> **Referring expression data**:
· · · · · · ·

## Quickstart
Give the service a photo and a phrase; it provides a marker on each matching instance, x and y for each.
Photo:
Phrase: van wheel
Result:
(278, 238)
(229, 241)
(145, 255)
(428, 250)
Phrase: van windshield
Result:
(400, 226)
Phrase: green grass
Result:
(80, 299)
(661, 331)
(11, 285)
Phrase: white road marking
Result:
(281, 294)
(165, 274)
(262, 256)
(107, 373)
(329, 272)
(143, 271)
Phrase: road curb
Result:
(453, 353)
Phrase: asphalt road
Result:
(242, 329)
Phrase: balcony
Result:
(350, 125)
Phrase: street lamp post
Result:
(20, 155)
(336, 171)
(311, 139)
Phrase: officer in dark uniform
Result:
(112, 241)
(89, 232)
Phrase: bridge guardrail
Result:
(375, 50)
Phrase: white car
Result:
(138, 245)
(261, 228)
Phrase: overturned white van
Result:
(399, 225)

· · · · · · ·

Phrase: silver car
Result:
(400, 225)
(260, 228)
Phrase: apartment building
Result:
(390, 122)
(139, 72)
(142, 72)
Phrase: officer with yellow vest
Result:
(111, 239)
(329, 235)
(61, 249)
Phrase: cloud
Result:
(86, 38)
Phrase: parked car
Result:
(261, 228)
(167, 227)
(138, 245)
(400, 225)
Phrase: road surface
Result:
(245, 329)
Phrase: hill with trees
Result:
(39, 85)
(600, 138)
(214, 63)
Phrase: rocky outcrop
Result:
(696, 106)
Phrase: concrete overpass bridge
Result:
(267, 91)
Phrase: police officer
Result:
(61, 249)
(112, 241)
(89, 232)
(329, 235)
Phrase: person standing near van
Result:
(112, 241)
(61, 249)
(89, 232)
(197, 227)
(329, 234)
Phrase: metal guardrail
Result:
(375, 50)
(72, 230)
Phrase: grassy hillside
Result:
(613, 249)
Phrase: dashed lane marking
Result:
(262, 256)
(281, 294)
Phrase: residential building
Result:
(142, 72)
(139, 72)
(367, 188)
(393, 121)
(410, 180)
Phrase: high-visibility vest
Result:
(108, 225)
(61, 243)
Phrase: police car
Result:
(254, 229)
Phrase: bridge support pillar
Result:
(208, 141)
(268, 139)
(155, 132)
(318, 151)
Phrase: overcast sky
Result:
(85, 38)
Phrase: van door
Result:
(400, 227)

· · · · · · ·

> **What you are asked to do**: Given the records above, return exactly the lines starting at the line containing "## Quickstart" and ending at the line containing "Phrase: white car", including both.

> **Exercise result**:
## Quickstart
Give the service a photo and a phrase; it provides a marker on each matching instance, x and y for each.
Photo:
Phrase: van wheel
Result:
(278, 238)
(229, 241)
(145, 255)
(428, 250)
Phrase: van windshield
Result:
(400, 226)
Phrase: green grass
Result:
(80, 299)
(661, 331)
(11, 285)
Phrase: white road marking
Result:
(281, 294)
(165, 274)
(262, 256)
(107, 373)
(329, 272)
(143, 271)
Phrase: road curb
Result:
(453, 353)
Phrase: asphalt road
Result:
(242, 329)
Phrase: balcony
Result:
(350, 125)
Phrase: street lamp post
Result:
(20, 155)
(336, 171)
(311, 139)
Phrase: officer in dark uniform
Result:
(112, 241)
(89, 232)
Phrase: bridge guardrail
Result:
(375, 50)
Phrase: white car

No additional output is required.